═════ Dataset records

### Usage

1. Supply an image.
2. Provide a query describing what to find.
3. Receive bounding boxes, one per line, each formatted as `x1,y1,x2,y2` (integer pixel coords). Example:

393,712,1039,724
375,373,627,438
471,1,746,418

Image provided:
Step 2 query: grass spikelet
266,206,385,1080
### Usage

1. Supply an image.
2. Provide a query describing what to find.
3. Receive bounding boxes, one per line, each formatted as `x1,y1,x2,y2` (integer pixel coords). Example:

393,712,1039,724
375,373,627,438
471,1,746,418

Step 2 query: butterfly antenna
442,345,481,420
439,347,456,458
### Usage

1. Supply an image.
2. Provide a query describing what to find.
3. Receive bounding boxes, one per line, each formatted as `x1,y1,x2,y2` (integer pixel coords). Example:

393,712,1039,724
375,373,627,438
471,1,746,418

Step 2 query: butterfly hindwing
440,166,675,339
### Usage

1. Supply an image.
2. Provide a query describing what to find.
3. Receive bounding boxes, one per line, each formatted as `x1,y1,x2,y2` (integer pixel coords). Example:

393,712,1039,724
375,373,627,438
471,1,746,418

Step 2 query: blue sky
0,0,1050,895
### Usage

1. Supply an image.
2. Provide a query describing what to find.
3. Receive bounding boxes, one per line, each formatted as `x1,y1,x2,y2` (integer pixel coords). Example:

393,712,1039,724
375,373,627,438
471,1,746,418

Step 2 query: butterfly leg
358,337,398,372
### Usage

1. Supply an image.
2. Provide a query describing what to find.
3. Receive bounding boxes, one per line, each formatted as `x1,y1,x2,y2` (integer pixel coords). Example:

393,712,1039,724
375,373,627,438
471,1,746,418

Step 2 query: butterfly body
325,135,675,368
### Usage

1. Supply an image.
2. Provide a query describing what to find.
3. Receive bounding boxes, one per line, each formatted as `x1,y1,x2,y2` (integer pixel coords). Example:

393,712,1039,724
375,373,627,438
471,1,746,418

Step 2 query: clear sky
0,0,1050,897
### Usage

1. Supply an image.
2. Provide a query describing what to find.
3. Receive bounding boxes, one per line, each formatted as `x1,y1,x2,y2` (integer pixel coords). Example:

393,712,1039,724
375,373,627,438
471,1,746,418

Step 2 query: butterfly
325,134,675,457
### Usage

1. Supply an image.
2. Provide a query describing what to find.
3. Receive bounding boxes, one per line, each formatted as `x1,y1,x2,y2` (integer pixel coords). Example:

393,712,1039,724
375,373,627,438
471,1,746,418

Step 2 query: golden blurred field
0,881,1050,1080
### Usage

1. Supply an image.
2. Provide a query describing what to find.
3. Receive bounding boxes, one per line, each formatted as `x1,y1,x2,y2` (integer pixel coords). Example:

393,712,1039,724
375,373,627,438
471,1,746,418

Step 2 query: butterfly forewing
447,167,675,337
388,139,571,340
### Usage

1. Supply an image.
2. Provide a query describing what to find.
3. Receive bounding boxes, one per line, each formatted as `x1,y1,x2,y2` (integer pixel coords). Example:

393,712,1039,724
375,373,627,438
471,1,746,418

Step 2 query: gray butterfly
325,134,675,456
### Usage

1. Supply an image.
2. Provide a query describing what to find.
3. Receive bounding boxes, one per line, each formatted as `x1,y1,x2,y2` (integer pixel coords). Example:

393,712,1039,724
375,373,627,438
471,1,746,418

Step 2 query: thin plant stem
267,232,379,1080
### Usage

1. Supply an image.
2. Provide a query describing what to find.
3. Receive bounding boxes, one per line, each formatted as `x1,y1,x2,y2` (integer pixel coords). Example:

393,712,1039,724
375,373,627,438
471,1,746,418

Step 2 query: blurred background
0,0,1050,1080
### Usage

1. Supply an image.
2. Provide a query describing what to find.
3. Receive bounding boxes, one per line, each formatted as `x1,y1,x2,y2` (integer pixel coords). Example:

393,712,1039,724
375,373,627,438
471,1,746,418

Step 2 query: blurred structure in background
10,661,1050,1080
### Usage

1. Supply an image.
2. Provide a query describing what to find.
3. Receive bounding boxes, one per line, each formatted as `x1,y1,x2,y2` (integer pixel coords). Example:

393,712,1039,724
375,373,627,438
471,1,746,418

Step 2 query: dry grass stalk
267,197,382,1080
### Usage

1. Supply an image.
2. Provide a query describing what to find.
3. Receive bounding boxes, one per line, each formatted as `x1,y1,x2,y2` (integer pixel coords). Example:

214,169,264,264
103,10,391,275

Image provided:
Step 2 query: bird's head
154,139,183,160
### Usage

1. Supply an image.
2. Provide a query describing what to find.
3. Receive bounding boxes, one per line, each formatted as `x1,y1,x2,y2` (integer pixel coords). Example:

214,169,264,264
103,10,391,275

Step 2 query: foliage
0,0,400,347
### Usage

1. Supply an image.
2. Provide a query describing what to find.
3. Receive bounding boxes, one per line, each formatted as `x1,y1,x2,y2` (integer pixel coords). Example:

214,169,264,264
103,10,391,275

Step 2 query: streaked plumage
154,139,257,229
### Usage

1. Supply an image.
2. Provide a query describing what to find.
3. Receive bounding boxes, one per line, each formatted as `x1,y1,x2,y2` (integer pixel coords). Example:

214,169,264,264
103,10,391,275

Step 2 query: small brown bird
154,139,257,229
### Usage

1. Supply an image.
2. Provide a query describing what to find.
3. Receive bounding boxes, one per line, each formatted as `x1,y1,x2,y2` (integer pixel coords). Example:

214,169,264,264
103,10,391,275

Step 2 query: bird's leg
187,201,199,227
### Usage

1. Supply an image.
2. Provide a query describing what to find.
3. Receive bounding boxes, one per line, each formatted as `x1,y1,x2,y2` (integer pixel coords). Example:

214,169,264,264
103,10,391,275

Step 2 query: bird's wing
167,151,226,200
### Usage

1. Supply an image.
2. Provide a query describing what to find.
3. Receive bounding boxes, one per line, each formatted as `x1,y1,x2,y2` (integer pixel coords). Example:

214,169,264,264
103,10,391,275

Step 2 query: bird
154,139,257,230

══════════

The task: Convert everything from the start of the records down to the line containing "0,0,1050,895", both ends included, into a JSON list of strings with one string per line and blank lines left out.

The solution:
[
  "### Usage",
  "1. Supply an image.",
  "2. Provide a query describing what to find.",
  "3. Receive bounding boxes, one per line, each formatted as `x1,y1,x2,y2` (integer pixel coords). Example:",
  "393,712,1039,724",
  "375,373,627,438",
  "471,1,746,418",
  "Image provided:",
  "Step 2 query: grass spikelet",
  "266,206,385,1080",
  "### Usage",
  "1. Supply an image.",
  "2. Provide a query describing what to find.",
  "3. Receive bounding boxes, one per line, each formatted as `x1,y1,x2,y2` (integer pixel coords). Example:",
  "393,712,1039,724",
  "375,373,627,438",
  "471,1,746,418",
  "Step 2 query: butterfly antenna",
  "442,345,481,420",
  "439,347,456,458",
  "### Usage",
  "1. Supply an image.",
  "2. Provide a query describing what to find.",
  "3. Receive bounding boxes, one per line, each formatted as `x1,y1,x2,y2` (integer pixel coords). Example:",
  "393,712,1039,724",
  "375,373,627,438",
  "471,1,746,418",
  "Step 2 query: butterfly hindwing",
  "440,166,675,339",
  "### Usage",
  "1. Supply an image.",
  "2. Provide a query describing what to find.",
  "3. Receive bounding boxes, one per line, each formatted as `x1,y1,x2,y2` (integer pixel coords). Example:",
  "393,712,1039,724",
  "375,373,627,438",
  "471,1,746,418",
  "Step 2 query: blue sky",
  "0,0,1050,895"
]